Text segment —
- - - - - - -
Lab Diagnosis of Ideonella sakaiensis
- The morphological and cultural characteristics of the cells grown on NBRC no. 802 agar plate, including cell shape, colony appearance, and pigmentation, were examined.
- Using transmission electron microscopy, the presence of flagella in cells grown in NBRC no. 802 broth at 30 degrees Celsius was analyzed.
- It was also possible to determine the biochemical properties such as catalase, oxidase, MR–VP, and the hydrolysis of casein, esculin, and starch.
- Also, for further verification of species, Polymerase chain reaction (PCR) is used.
Potent applications of Ideonella sakaiensis
The identification of Ideonella sakaiensis may be significant for the breakdown of PET plastics. Before its discovery, only a small number of bacteria and fungi, such as Fusarium solani, were known PET degraders, and no organisms were definitely known to use PET as a primary carbon and energy source.
- The identification of I. sakaiensis and its ability to assimilate PET through hydrolysis, followed by downstream metabolism of its monomers, may offer a potential remedy for biological recycling of PET, either by using I. sakaiensis directly or its PET-hydrolyzing enzymes through metabolic engineering of other organisms.
- PET’s continued biodegradation could be a key innovative technology for a circular economy and the achievement of Sustainable Development Goals.
- Ideonella sakaiensis and other organisms, along with their hydrolyzing enzymes, would be essential for the development of numerous potential applications.
Future of Ideonella sakaiensis
- The majority of water bottles, polyester clothing, and dinner trays are made of PET, so scientists predict that they will be able to use the bacterial species to facilitate widespread biodegradation.
- If applied commercially, experts believe the microbe could be capable of degrading more than 50 million tons of plastic waste each year all over the world.
- Make plastic into a resource by engineering products.
- Many people also think that it will be easier to find other microbes with similar plastic-degrading traits once more research is done to understand this new classification of bacteria.
- Genetic engineering: Ideonella sakaiensis’s PETase, an enzyme that breaks down PET plastics as well as PEF (polyethylene furanoate) plastics, can be genetically altered and combined with MHETase to break down PET more quickly.
- - - - - - -
Dataset records —
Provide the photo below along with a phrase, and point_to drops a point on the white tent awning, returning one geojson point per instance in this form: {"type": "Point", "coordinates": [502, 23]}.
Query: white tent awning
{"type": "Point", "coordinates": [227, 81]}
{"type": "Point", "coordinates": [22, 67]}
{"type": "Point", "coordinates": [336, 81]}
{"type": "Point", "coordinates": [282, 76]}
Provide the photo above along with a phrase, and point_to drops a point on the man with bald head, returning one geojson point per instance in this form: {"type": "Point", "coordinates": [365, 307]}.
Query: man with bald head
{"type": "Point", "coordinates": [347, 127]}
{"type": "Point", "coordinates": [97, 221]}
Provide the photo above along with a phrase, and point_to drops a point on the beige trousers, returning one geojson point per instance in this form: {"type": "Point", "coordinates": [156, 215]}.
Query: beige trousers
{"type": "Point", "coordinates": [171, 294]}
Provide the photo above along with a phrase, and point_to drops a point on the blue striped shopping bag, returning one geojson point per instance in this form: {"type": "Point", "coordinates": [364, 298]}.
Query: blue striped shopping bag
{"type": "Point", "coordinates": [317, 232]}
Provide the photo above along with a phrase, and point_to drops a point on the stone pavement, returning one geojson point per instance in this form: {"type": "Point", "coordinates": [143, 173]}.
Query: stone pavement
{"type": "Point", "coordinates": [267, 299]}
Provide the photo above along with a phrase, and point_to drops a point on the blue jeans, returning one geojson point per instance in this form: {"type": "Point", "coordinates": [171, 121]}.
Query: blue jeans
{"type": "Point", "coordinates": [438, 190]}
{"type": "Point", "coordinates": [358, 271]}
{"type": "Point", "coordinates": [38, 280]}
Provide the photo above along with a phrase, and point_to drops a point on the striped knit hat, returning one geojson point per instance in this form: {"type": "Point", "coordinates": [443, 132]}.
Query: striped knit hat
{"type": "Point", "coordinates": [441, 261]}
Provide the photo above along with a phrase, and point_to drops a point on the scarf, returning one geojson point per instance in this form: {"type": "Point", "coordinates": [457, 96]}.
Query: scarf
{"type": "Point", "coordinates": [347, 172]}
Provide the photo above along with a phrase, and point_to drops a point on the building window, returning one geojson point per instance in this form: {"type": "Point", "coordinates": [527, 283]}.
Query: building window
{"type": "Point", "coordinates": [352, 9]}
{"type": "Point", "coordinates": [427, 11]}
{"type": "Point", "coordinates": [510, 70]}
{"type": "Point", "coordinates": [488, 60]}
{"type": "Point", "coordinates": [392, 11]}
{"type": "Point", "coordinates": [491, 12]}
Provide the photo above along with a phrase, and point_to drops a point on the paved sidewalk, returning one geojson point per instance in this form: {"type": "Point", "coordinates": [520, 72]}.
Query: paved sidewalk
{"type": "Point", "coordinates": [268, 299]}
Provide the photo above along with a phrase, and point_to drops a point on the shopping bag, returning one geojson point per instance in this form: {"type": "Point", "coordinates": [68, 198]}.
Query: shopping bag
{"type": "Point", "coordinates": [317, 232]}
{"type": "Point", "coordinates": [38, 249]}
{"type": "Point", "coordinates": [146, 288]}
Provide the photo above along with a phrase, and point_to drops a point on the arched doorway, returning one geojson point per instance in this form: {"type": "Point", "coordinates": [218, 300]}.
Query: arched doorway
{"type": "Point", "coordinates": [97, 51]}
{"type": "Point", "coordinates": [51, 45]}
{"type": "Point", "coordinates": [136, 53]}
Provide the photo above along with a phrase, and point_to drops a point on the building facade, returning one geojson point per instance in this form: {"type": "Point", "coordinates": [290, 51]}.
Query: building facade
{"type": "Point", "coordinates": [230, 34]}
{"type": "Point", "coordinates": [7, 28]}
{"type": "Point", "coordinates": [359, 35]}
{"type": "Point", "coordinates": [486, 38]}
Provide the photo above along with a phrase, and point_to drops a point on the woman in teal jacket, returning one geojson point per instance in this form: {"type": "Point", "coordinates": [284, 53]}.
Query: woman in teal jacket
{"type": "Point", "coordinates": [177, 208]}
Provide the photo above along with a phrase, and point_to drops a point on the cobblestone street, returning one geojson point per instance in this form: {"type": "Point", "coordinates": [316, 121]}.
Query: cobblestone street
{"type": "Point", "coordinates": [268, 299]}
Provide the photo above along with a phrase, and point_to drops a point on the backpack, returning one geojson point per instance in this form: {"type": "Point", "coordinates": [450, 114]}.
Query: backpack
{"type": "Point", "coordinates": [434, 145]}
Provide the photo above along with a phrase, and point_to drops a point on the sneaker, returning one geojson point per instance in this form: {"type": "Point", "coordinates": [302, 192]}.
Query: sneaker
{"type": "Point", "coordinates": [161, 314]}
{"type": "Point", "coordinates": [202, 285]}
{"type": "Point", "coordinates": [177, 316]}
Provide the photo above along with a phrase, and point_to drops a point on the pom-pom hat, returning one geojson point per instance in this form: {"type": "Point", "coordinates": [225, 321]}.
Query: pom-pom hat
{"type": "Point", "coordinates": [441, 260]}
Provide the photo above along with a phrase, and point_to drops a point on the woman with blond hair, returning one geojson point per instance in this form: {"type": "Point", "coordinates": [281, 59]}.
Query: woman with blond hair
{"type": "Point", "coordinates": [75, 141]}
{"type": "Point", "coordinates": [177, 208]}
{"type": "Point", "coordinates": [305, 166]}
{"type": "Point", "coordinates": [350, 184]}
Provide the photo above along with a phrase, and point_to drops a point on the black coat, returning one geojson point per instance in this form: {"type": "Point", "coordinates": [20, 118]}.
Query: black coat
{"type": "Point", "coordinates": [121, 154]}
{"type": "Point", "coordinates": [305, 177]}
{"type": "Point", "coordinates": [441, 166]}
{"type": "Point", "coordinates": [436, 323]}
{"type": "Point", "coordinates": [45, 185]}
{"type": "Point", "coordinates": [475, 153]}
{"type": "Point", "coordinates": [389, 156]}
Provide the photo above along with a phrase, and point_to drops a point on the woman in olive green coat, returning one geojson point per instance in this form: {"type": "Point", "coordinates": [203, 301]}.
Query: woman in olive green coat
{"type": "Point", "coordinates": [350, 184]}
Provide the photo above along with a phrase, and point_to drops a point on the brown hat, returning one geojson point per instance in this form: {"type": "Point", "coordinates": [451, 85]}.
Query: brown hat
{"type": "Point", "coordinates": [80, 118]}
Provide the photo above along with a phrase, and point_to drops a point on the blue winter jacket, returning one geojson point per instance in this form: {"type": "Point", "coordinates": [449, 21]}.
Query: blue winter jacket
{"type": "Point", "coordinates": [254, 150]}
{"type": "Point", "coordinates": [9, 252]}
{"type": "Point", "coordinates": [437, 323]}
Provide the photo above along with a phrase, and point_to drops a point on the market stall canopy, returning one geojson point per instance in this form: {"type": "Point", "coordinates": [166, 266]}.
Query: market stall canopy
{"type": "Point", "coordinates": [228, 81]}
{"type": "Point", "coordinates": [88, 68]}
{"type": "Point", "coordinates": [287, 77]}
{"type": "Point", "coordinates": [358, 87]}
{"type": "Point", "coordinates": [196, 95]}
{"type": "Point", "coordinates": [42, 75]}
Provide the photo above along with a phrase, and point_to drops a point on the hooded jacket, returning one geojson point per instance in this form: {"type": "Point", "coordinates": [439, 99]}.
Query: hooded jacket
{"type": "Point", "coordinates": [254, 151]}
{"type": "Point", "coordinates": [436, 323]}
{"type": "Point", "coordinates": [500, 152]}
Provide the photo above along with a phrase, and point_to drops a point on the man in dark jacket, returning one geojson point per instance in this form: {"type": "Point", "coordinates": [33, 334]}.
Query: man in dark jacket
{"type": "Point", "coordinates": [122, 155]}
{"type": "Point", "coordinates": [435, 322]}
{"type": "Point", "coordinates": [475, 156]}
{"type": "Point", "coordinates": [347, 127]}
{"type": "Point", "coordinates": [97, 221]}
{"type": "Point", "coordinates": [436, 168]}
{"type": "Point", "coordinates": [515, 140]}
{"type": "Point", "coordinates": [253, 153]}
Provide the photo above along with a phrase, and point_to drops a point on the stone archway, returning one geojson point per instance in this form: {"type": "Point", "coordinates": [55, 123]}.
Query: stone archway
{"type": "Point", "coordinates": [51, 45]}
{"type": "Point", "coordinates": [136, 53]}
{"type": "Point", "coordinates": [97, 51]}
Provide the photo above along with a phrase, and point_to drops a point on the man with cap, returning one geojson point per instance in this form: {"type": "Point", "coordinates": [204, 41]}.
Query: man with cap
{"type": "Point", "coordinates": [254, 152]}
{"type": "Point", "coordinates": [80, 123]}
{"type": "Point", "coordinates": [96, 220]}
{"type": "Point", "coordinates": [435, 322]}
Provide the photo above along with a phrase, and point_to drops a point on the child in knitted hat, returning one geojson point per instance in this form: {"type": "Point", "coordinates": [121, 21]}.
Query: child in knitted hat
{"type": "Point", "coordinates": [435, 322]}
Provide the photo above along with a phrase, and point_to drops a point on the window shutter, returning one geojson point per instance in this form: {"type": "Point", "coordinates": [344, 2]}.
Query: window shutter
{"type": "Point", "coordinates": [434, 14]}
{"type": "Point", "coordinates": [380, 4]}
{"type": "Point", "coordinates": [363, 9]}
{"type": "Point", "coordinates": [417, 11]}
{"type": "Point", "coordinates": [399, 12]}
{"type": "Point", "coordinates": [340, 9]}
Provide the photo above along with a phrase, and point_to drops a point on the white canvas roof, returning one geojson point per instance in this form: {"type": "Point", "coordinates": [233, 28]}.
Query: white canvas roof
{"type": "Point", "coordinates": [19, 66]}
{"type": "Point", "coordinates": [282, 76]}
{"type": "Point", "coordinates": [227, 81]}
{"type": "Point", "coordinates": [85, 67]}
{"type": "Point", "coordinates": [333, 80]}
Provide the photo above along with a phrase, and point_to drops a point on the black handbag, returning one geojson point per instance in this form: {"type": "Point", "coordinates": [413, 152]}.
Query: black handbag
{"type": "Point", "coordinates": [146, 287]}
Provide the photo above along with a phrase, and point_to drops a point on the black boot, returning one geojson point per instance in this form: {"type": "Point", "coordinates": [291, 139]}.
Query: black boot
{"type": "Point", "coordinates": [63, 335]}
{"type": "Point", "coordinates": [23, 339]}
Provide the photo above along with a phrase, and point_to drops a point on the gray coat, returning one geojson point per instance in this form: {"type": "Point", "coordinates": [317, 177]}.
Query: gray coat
- - - - - - -
Activity list —
• 1. Copy the stretch of the Ideonella sakaiensis text from "Future of Ideonella" through "PET more quickly.", putting "plastic bottles" in place of "water bottles".
• 2. Condense the paragraph of the Ideonella sakaiensis text that begins "The identification of Ideonella sakaiensis may be significant" into a shorter version that keeps its main facts.

Task solutions —
• 1.
Future of Ideonella sakaiensis
- The majority of plastic bottles, polyester clothing, and dinner trays are made of PET, so scientists predict that they will be able to use the bacterial species to facilitate widespread biodegradation.
- If applied commercially, experts believe the microbe could be capable of degrading more than 50 million tons of plastic waste each year all over the world.
- Make plastic into a resource by engineering products.
- Many people also think that it will be easier to find other microbes with similar plastic-degrading traits once more research is done to understand this new classification of bacteria.
- Genetic engineering: Ideonella sakaiensis’s PETase, an enzyme that breaks down PET plastics as well as PEF (polyethylene furanoate) plastics, can be genetically altered and combined with MHETase to break down PET more quickly.

• 2. Ideonella sakaiensis may be important for breaking down PET plastics. Before it was found, only a few bacteria and fungi, such as Fusarium solani, were known to degrade PET, and no organism was definitely known to use PET as its primary carbon and energy source.